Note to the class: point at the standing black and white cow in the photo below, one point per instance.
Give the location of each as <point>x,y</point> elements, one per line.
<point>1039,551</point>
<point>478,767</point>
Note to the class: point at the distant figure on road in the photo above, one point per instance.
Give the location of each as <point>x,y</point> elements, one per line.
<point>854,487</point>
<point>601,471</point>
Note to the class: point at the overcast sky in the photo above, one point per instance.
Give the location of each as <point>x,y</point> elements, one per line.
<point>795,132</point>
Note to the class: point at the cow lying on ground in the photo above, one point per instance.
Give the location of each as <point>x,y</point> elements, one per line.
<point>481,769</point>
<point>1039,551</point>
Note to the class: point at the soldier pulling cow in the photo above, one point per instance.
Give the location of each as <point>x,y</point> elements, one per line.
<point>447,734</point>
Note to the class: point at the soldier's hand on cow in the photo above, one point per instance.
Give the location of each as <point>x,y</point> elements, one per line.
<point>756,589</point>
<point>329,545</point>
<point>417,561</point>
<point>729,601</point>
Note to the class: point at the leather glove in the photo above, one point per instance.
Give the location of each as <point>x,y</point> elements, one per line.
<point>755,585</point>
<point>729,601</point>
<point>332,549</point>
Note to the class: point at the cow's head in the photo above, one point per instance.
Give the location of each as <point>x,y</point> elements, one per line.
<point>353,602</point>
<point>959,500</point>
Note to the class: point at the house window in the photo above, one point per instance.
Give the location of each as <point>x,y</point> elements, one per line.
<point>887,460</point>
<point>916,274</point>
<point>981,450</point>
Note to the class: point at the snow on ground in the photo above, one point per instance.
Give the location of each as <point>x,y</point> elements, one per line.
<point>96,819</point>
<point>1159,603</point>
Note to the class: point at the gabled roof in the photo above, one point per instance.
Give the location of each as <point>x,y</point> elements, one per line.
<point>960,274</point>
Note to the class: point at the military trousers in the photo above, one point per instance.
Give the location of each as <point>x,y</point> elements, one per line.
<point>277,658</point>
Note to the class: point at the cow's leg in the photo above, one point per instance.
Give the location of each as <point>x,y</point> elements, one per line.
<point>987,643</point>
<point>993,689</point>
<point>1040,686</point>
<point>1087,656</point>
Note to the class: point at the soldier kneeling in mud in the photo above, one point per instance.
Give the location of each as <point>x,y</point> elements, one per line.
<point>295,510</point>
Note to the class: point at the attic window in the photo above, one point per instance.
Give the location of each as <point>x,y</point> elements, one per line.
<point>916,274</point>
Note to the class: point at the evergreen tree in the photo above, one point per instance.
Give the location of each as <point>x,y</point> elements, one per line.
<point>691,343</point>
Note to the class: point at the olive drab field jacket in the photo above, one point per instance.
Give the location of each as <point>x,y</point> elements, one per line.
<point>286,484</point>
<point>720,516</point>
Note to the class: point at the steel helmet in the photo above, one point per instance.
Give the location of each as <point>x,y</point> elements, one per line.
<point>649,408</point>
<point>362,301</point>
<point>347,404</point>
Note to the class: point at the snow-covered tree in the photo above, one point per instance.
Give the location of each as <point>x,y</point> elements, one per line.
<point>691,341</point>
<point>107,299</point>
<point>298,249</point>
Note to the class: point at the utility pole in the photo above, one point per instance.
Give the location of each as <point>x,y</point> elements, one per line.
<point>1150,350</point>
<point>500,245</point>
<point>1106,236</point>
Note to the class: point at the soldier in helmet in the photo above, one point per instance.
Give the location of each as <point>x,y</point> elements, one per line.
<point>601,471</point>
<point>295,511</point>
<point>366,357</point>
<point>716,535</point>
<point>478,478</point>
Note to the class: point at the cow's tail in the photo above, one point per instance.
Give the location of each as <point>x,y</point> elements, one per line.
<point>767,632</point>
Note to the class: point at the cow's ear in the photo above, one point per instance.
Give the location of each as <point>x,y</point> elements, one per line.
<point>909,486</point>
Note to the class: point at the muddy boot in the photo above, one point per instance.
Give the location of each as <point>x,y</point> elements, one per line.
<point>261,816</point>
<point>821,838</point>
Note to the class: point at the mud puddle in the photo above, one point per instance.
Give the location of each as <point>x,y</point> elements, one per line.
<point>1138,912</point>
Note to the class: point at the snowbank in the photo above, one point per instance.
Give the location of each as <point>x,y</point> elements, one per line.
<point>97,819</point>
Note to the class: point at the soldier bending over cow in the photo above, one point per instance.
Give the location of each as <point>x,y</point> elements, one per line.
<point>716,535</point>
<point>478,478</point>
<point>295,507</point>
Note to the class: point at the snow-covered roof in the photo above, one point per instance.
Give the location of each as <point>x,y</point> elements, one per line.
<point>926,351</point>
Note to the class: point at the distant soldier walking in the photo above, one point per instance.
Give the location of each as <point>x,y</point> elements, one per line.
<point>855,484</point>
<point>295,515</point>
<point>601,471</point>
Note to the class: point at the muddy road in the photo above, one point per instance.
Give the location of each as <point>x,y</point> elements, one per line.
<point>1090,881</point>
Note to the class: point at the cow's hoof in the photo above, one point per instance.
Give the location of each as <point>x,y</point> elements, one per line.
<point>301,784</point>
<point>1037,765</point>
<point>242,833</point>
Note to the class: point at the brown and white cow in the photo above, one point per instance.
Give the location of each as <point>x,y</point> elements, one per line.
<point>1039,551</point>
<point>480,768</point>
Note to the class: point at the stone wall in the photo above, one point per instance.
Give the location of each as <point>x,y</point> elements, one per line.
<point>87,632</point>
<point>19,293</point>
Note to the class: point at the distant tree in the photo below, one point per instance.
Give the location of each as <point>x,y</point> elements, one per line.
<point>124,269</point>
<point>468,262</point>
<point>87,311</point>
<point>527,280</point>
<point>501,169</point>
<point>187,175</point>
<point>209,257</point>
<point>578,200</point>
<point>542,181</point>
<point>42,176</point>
========================
WORK INSTRUCTIONS:
Extract every line from the one with "Note to the class: point at the stone" down to the final line above, both included, exactly as written.

EXERCISE SOLUTION:
Note to the class: point at the stone wall in the photo above, one point per instance.
Give the location of each as <point>x,y</point> elements, one per line.
<point>87,632</point>
<point>19,293</point>
Note to the class: point at the distant tree in the photo below, one point per instance.
Give the location of each as <point>x,y</point> elements, one per line.
<point>124,269</point>
<point>468,262</point>
<point>87,311</point>
<point>527,280</point>
<point>501,169</point>
<point>187,175</point>
<point>209,257</point>
<point>578,200</point>
<point>542,181</point>
<point>42,176</point>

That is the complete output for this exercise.